• EXERCISE INSTRUCTIONS
A line belongs in the answer if it contains "dress"; copy every such line from the entries below.

• • • • • • •

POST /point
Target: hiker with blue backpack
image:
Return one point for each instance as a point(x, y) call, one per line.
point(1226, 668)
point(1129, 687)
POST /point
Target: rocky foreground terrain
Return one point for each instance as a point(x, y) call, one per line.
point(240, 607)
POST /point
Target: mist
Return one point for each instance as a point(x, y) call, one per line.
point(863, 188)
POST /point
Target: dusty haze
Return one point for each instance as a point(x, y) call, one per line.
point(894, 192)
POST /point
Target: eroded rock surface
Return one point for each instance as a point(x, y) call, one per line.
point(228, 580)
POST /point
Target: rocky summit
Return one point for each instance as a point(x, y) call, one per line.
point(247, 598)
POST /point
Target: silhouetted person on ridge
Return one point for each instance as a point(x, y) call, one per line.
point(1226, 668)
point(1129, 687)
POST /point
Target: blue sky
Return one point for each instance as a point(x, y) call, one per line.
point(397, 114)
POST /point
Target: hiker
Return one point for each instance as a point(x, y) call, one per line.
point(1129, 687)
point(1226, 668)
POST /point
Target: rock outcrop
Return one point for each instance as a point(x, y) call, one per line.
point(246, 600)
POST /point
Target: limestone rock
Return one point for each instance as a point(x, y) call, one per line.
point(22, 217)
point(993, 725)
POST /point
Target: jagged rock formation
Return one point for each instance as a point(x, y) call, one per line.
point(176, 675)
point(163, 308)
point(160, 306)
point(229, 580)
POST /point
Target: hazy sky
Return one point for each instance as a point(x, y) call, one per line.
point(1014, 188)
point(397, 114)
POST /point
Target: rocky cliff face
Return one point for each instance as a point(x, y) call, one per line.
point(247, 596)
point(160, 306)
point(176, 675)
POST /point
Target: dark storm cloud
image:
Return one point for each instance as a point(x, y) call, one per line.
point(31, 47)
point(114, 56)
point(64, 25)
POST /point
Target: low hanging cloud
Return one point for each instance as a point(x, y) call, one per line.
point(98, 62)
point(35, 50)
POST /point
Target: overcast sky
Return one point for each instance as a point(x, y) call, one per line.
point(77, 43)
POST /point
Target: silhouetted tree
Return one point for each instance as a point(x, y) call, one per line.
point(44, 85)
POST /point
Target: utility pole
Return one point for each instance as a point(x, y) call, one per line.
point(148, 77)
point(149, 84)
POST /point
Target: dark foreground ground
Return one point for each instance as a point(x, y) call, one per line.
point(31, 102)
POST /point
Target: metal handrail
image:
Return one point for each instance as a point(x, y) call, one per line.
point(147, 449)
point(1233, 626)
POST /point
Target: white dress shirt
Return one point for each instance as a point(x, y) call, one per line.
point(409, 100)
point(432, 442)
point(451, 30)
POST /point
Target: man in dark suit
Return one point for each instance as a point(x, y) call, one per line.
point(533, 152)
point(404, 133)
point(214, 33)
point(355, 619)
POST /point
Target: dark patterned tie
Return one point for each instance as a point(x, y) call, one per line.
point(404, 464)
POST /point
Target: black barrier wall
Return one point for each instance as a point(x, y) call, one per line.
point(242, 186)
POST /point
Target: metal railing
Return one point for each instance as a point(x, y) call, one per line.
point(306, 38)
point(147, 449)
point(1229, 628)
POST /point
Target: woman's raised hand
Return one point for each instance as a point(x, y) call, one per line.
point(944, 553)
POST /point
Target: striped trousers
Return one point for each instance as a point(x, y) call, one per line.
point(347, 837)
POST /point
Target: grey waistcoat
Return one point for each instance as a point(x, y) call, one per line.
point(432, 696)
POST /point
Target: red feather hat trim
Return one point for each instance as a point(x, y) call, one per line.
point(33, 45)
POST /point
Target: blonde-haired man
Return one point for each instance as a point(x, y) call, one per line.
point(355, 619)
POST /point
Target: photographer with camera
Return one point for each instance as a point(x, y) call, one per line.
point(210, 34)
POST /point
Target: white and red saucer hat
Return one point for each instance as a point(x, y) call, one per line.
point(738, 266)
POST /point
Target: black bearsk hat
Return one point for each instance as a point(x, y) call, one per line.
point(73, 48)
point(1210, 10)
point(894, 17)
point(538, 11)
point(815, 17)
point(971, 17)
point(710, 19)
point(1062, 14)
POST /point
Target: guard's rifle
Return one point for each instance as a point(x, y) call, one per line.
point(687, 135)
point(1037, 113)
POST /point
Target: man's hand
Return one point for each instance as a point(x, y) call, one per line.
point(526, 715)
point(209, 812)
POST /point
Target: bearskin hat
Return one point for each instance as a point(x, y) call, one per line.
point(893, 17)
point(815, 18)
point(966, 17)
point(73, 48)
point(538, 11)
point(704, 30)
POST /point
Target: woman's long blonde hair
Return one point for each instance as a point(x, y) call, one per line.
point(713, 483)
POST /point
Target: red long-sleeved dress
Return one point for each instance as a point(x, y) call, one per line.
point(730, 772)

• • • • • • •

• RESPONSE
Target: white dress shirt
Target: red long-sleeved dress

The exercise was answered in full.